### EXCERPTED TEXT

Camino Day 5. Blessings and Tears
Today’s hike started with blessings and tears. I wrote my gf an email, letting her know I was off after two relaxing nights in Pamplona. In my email I said to her, “I’m so blessed!”
Then I made the mistake of reading some of the news stories friends had posted about Orlando. One was a video with pics and some stories of some of the victims and all of the names of those who were killed. Needless to say, that made it impossible to finish breakfast without crying.
I thought of my words to my gf in the email I just sent, and I thought of the pain we are all feeling—knowing it is only a microscopic amount compared to the pain the families and friends are feeling. I recalled a song from my Christian days, by Susan Ashton, called “Benediction.” The lyrics, in part, say: I long for the shape of things to be true to their form; love in a circle, hearts in a line, molded by sacred design.”
I thought to myself, that’s what I long for—such a simple thing: Mas Amor, por favor. I long for this uncomplicated world where guns and swords are beaten into plow shares, and everyone has enough. But of course, that isn’t the world in which we live.
And I confess, though my heart is in Orlando, and with all my queer friends the world ‘round, I felt glad to be here, walking through northern Spain, unable to be glued to the newsfeed showing the latest rhetoric of love or hate or ignorance in response to the tragedy at the Pulse nightclub. I felt glad that I would be unplugging from the Internet and then just walking for several hours with no access to media.
I shut down my wifi connection, shouldered my backpack, and set out. The chorus to Susan Ashton’s song was the soundtrack for this morning as I headed out of Pamplona:
Taking a road that I’ve never been down, tell me that you’ll be there. Help me to turn a discouraging word into a word of prayer. I need your benediction. Where’s your benediction?
Benediction, typically the last words given at most Christian worship services, means, literally, good word. It means a blessing. Although I had told my gf I felt blessed, where, indeed, was the blessing?
It was an interesting experience, leaving Pamplona. I had entered into the city of 200,000 through the ancient, medieval gate and had stayed in the old part of the city. It had been charming, with narrow streets –including the one where the running of the bulls would occur a month from now—but as I left the city, I left the ancient streets, too, and wound up walking with my backpack and trekking poles and scallop she'll through a busy, modern, urban city. I had left late-about 930 AM—and given the size of the city and the myriad places where pilgrims could stay the night, it was no surprise that I was the lone pilgrim on city streets filled with men and women walking their dogs, jogging, walking, perhaps heading to work. In some ways, it felt as if I were walking from Manitou Springs through Colorado Springs, heading out of town, seemingly out of place with my hiking gear.
But then, at one stop light, a father was pushing his baby in a stroller and stood next to me, waiting for the light to change. He looked at me, then looked at his baby, gesturing to me, saying, “Dice, Buen Camino! Dice, Buen Camino!” Say, “Buen Camino!” Say, “Buen Camino!”

######

- _OBJECTIVE 1_
In the Camino post, what is the title of the Susan Ashton song the writer recalls?
- _OBJECTIVE 2_
Print the passage of the Camino post starting at "I shut down" and ending at "was the blessing?".

### EXTRACTED MATERIAL

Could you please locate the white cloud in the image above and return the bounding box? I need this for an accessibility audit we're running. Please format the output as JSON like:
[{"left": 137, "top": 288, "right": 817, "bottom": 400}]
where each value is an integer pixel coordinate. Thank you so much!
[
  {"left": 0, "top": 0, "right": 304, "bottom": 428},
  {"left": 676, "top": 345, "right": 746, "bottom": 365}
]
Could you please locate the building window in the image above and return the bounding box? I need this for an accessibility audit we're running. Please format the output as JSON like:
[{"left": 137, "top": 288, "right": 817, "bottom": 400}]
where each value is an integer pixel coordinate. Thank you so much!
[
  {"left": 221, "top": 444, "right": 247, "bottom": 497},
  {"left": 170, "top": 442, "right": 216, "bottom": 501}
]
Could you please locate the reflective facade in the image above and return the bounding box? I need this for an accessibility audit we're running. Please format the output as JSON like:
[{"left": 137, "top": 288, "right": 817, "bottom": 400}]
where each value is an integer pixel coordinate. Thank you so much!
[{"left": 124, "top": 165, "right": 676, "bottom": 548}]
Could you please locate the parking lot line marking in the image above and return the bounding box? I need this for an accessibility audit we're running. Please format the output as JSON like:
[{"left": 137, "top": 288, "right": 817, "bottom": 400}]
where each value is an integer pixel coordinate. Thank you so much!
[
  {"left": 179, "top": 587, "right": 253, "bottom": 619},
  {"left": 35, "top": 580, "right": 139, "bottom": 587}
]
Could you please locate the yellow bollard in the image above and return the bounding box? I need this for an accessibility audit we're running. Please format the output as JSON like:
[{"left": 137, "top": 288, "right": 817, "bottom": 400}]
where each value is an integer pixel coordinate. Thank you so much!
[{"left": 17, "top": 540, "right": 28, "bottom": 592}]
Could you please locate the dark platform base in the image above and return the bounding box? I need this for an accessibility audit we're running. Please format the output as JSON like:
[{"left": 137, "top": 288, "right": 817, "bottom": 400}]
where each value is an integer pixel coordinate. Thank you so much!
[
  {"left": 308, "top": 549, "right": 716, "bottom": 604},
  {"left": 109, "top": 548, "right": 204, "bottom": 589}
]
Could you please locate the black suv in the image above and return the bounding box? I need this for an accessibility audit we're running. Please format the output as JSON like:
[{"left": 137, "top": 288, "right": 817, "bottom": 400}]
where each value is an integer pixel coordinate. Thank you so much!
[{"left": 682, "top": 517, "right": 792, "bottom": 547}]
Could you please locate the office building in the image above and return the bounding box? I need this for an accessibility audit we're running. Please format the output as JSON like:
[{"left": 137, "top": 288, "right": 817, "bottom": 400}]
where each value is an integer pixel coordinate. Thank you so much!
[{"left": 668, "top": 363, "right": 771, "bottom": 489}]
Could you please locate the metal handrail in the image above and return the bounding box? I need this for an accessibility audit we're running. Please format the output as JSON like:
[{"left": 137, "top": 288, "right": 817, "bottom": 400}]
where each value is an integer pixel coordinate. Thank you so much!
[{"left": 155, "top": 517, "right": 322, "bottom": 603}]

######

- _FINAL ANSWER 1_
"Benediction."

- _FINAL ANSWER 2_
I shut down my wifi connection, shouldered my backpack, and set out. The chorus to Susan Ashton’s song was the soundtrack for this morning as I headed out of Pamplona:
Taking a road that I’ve never been down, tell me that you’ll be there. Help me to turn a discouraging word into a word of prayer. I need your benediction. Where’s your benediction?
Benediction, typically the last words given at most Christian worship services, means, literally, good word. It means a blessing. Although I had told my gf I felt blessed, where, indeed, was the blessing?